*Exercise description:* I would like the entries transcribed word for word, please, with the pictures removed.

*Data records:*
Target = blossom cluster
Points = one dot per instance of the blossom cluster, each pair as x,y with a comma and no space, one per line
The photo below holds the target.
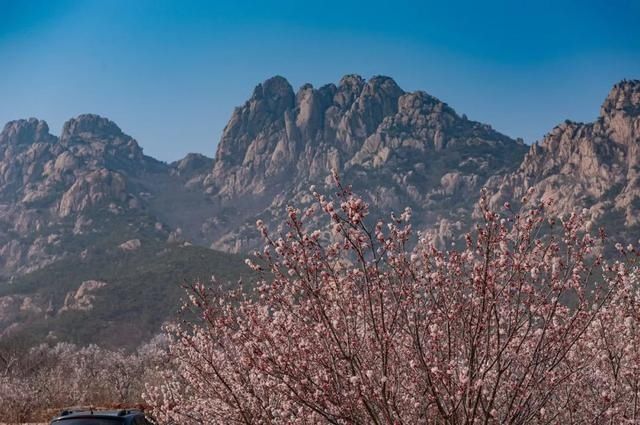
365,323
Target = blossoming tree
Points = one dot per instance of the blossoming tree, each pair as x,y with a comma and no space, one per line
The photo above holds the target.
524,322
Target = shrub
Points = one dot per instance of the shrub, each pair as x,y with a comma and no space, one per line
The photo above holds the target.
351,323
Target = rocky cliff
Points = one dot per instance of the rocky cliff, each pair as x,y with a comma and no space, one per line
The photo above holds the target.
400,149
89,206
587,165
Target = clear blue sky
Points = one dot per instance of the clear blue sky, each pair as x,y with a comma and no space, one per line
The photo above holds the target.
170,72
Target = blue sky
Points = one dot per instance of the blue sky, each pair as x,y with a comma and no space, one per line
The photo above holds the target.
170,72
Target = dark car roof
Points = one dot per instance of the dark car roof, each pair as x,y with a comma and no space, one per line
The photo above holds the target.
124,416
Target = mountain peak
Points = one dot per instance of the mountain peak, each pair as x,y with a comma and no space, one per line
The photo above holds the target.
26,131
624,96
92,124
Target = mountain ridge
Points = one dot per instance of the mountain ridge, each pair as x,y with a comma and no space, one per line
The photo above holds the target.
91,195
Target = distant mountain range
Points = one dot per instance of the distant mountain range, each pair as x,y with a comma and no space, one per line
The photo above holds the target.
78,208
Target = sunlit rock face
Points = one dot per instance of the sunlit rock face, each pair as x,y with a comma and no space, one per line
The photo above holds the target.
587,165
400,149
60,197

*Solution for this exercise:*
Target = blossom cluster
Points = one dot per instance of the blossom cluster, each pair as x,y with a comma and no space, one per line
The photo below holds the target.
365,323
Target = blossoming tree
Points = one dot per instance of the blossoming tree, each pair as x,y with a comma and no space, one per line
The photo above holds the target.
524,322
Target = shrub
Points = one dot per instance of the shrub, each pair as x,y with a comma and no space, one per line
The photo above holds the target.
351,323
Target = rocky cliff
Points = one dot per instance of the rocky cliff, each pair as x,y with a comma and no space, one per line
The photo above holds the target.
400,149
89,206
587,165
Target = clear blue sky
Points = one dot per instance of the clear blue sky, each pair as x,y with a comma and no space, one per line
The photo above holds the target.
170,72
Target = blue sky
Points = one dot per instance of the blue sky, each pair as x,y with a comma and no space, one per line
The photo above holds the target.
170,72
Target = dark car roof
Points = one dot per instance of the dark car roof, each pair as x,y with a comma and no space, one per line
The photo above holds the target.
124,416
Target = mountain peak
Points = one dot per instance of the mountain peak, each pair as x,y with a comma and no space, one per line
The photo above holds the target.
26,131
624,96
92,124
Target = mountain ridge
Points = one dot per instance of the mountain ridge, each pair as x,y with a comma and no space, one per line
The photo above holds the target.
91,195
Target = distant mountain range
Points = one dot per instance of the distant mountain range, each pair as x,y with a comma and no space, one per line
The photo above holds the target.
78,208
Target = sunlit rock face
Points = one dot per instance of the sunlit rock face, each pair as x,y with a comma and no space, one per line
The photo above holds the target.
587,165
400,149
60,197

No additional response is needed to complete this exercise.